Task objective> Your reply should restate the lines from the top of the entries through the line containing "Hi annotator — your job today is to find every small" word for word, with no pictures.

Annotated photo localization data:
◇ ◇ ◇ ◇ ◇

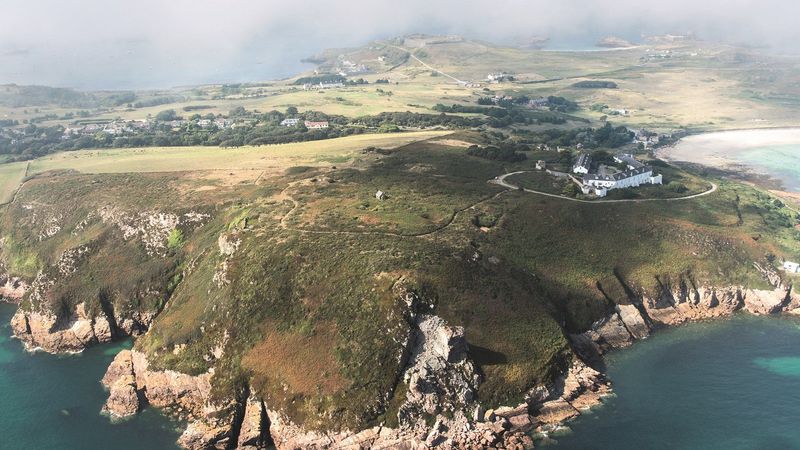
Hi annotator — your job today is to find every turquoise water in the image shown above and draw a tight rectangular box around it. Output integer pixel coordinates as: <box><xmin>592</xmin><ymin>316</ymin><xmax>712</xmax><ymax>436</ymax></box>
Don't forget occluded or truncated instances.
<box><xmin>736</xmin><ymin>144</ymin><xmax>800</xmax><ymax>192</ymax></box>
<box><xmin>0</xmin><ymin>303</ymin><xmax>181</xmax><ymax>449</ymax></box>
<box><xmin>550</xmin><ymin>314</ymin><xmax>800</xmax><ymax>449</ymax></box>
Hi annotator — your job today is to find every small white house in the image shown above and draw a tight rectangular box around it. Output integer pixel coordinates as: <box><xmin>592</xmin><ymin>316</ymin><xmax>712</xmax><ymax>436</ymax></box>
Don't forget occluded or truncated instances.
<box><xmin>536</xmin><ymin>160</ymin><xmax>547</xmax><ymax>170</ymax></box>
<box><xmin>784</xmin><ymin>261</ymin><xmax>800</xmax><ymax>273</ymax></box>
<box><xmin>375</xmin><ymin>190</ymin><xmax>386</xmax><ymax>200</ymax></box>
<box><xmin>281</xmin><ymin>118</ymin><xmax>300</xmax><ymax>127</ymax></box>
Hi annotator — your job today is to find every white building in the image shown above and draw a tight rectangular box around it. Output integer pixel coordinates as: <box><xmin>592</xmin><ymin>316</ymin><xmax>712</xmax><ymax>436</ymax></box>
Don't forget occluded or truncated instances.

◇ ◇ ◇ ◇ ◇

Answer space>
Hi annotator — your job today is to find every turquoise water in the image shown above and draw a tight rectangular box around it. Output integer pixel coordinates as: <box><xmin>592</xmin><ymin>316</ymin><xmax>712</xmax><ymax>436</ymax></box>
Don't forget occluded or truncated instances.
<box><xmin>736</xmin><ymin>144</ymin><xmax>800</xmax><ymax>192</ymax></box>
<box><xmin>0</xmin><ymin>303</ymin><xmax>181</xmax><ymax>449</ymax></box>
<box><xmin>550</xmin><ymin>314</ymin><xmax>800</xmax><ymax>449</ymax></box>
Hi annotator — your job today is to find every small white house in the image shown above and draw a tight rectangular box around it. Output integer pixel coordinates as: <box><xmin>592</xmin><ymin>316</ymin><xmax>712</xmax><ymax>436</ymax></box>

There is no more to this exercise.